# EXERCISE DIRECTIONS
Every line in the data must be transcribed exactly.

[Free-text object descriptions]
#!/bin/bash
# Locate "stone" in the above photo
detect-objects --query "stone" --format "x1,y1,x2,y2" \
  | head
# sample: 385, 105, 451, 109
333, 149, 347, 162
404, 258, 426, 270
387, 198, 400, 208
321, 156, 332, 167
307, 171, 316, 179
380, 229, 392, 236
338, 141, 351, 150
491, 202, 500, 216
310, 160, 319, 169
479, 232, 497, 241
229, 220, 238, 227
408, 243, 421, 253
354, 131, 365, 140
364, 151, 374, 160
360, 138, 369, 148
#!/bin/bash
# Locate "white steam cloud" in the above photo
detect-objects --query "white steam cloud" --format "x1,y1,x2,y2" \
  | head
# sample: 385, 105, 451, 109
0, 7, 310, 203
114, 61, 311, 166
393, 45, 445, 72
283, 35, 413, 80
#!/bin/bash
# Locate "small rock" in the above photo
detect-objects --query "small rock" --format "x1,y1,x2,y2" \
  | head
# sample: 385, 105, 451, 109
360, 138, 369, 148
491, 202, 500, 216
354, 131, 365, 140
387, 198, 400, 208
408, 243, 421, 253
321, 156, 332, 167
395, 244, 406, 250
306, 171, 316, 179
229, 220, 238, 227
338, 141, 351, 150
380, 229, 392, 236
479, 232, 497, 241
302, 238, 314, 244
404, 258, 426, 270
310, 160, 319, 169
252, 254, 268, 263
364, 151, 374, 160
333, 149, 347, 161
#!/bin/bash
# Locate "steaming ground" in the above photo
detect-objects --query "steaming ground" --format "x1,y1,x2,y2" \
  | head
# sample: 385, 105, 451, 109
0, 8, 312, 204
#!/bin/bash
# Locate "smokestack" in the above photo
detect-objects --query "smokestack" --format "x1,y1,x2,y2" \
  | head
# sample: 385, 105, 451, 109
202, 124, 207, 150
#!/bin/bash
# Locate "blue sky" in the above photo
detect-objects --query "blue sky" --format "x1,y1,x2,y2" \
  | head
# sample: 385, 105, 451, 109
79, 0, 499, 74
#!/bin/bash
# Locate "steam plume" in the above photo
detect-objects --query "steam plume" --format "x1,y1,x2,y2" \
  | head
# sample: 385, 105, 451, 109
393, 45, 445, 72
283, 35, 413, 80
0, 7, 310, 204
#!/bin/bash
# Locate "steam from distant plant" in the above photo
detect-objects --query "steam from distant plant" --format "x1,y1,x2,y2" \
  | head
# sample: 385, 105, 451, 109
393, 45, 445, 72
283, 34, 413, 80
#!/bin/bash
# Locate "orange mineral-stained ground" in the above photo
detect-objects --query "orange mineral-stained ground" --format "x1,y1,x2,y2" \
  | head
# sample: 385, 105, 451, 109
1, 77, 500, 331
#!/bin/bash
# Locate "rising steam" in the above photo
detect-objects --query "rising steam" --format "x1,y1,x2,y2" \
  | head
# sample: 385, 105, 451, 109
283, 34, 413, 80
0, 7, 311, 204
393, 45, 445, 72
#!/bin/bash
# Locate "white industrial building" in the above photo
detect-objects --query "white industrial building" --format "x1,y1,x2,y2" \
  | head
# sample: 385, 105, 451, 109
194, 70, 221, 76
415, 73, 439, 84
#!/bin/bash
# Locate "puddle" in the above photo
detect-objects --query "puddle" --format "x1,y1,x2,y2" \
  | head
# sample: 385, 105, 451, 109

# RESPONSE TO THE TASK
#!/bin/bash
# Locate "stone" in the above photo
detect-objects --query "stone" --format "x1,y1,x2,y2" \
  | head
# sample: 385, 105, 451, 109
333, 149, 347, 162
404, 258, 426, 270
387, 198, 400, 208
321, 156, 332, 167
307, 171, 316, 179
380, 229, 392, 236
338, 141, 351, 150
491, 202, 500, 216
310, 160, 319, 169
479, 232, 497, 241
229, 220, 238, 227
408, 243, 421, 253
354, 131, 365, 140
364, 151, 374, 160
360, 138, 369, 148
#!/bin/bash
# Locate "white steam cloud" in the above photo
detect-objects --query "white steam cloud" --format "x1,y1,x2,y2" \
  | head
# sample: 385, 105, 451, 109
0, 7, 310, 203
114, 61, 311, 166
393, 45, 445, 72
283, 35, 413, 80
#!/bin/bash
# Locate "small rock" in the above photo
detect-objects --query "small rock" --format "x1,y1,x2,y2" \
  | head
# sample: 385, 105, 451, 109
360, 138, 369, 148
491, 202, 500, 216
354, 131, 365, 140
387, 198, 400, 208
408, 243, 421, 253
321, 156, 332, 167
395, 244, 406, 250
306, 171, 316, 179
229, 220, 238, 227
338, 141, 351, 150
380, 229, 392, 236
479, 232, 497, 241
302, 238, 314, 244
404, 258, 426, 270
310, 160, 319, 169
252, 254, 268, 263
364, 151, 374, 160
333, 149, 347, 161
#!/bin/bash
# Locate "steaming ground" in the above photo
detect-objects --query "steaming ground" --format "x1,y1,x2,y2" \
  | head
# sample: 385, 105, 451, 109
0, 8, 312, 204
#!/bin/bash
# Locate "smokestack" in the above photo
detect-objects --query "smokestack" --format "x1,y1,x2,y2" \
  | head
# sample: 385, 105, 451, 109
202, 124, 207, 150
#!/bin/bash
# Locate "blue sky" in the above photo
detect-objects --query "blue sky" --format "x1,y1,x2,y2" \
  | head
# sample: 385, 105, 451, 109
79, 0, 499, 74
#!/bin/bash
# Locate "steam plume" in the above photo
detect-objects --query "steam plume" --format "x1,y1,x2,y2" \
  | head
# sample: 385, 105, 451, 109
393, 45, 445, 72
283, 35, 413, 80
0, 7, 310, 204
#!/bin/bash
# Locate "steam from distant plant" in the above photo
detect-objects --query "steam from distant plant" --format "x1,y1,x2,y2" \
  | head
# sample: 385, 105, 451, 109
393, 45, 445, 72
283, 34, 413, 80
#!/bin/bash
# Locate "orange mineral-stained ground" in the above photo
detect-objects --query "orange mineral-stained ground" --format "x1,y1,x2,y2" \
  | head
# sample: 385, 105, 451, 109
1, 77, 500, 331
#!/bin/bash
# Locate "rising steam" in the above photo
detect-objects --query "rising steam" --format "x1,y1,x2,y2" \
  | head
# sample: 385, 105, 451, 109
283, 34, 413, 80
0, 7, 311, 204
393, 45, 445, 72
#!/bin/bash
# Locate "white industrial building" in the above photo
detect-objects --query "white industrial building" --format "x1,y1,x2,y2" \
  | head
# sample: 385, 105, 451, 109
194, 70, 221, 76
415, 73, 439, 84
#!/bin/bash
# Locate "puddle" in the above photo
detect-objects --query "puddle" --format "x1,y1,x2,y2" \
  | head
# sample: 385, 105, 451, 109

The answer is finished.